### What to do
Would you please output, word for word, the span of the listing below that opens on the line containing "<point>21,68</point>" and closes on the line containing "<point>201,52</point>"? Include both ends and nothing more.

+===+

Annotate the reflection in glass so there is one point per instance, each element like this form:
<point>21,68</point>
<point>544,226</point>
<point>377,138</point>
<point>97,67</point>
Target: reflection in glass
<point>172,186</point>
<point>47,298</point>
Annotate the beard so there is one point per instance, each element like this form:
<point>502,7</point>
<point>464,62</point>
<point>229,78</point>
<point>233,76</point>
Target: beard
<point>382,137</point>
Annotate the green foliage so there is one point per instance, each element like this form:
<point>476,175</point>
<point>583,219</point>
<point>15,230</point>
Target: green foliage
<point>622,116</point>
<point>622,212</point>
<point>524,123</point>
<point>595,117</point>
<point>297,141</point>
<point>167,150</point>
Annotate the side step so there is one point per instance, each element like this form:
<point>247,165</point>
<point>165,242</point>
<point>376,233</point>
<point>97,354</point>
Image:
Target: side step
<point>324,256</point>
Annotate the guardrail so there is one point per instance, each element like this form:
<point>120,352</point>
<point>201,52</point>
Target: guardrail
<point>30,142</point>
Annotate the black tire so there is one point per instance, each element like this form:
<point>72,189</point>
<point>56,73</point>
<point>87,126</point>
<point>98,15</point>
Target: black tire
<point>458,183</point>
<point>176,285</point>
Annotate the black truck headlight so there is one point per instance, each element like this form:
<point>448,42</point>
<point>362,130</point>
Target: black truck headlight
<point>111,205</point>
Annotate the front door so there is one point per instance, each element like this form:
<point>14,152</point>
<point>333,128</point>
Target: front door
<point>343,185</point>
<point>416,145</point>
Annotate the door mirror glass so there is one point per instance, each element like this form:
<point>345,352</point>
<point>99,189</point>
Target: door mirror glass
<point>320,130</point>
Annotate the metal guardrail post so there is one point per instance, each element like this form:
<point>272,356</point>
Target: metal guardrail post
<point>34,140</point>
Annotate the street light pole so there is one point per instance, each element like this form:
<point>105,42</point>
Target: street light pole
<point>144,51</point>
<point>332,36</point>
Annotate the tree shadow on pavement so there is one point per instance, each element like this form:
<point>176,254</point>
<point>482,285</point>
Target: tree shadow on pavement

+===+

### Answer space
<point>21,68</point>
<point>544,226</point>
<point>377,138</point>
<point>97,67</point>
Target: reflection in glass
<point>172,186</point>
<point>47,298</point>
Annotate the beard so there is one point per instance, each element like this form:
<point>502,7</point>
<point>464,62</point>
<point>229,78</point>
<point>233,76</point>
Target: beard
<point>382,137</point>
Annotate the green foliage so there is one point per instance, each element like this form:
<point>476,175</point>
<point>583,219</point>
<point>15,230</point>
Target: green foliage
<point>622,116</point>
<point>622,212</point>
<point>524,123</point>
<point>595,117</point>
<point>297,141</point>
<point>167,150</point>
Annotate the side step so there is one point per instance, each element like this form:
<point>247,165</point>
<point>165,242</point>
<point>376,233</point>
<point>97,354</point>
Image:
Target: side step
<point>324,256</point>
Annotate the guardrail so there is one point per instance, each element like this form:
<point>120,352</point>
<point>201,52</point>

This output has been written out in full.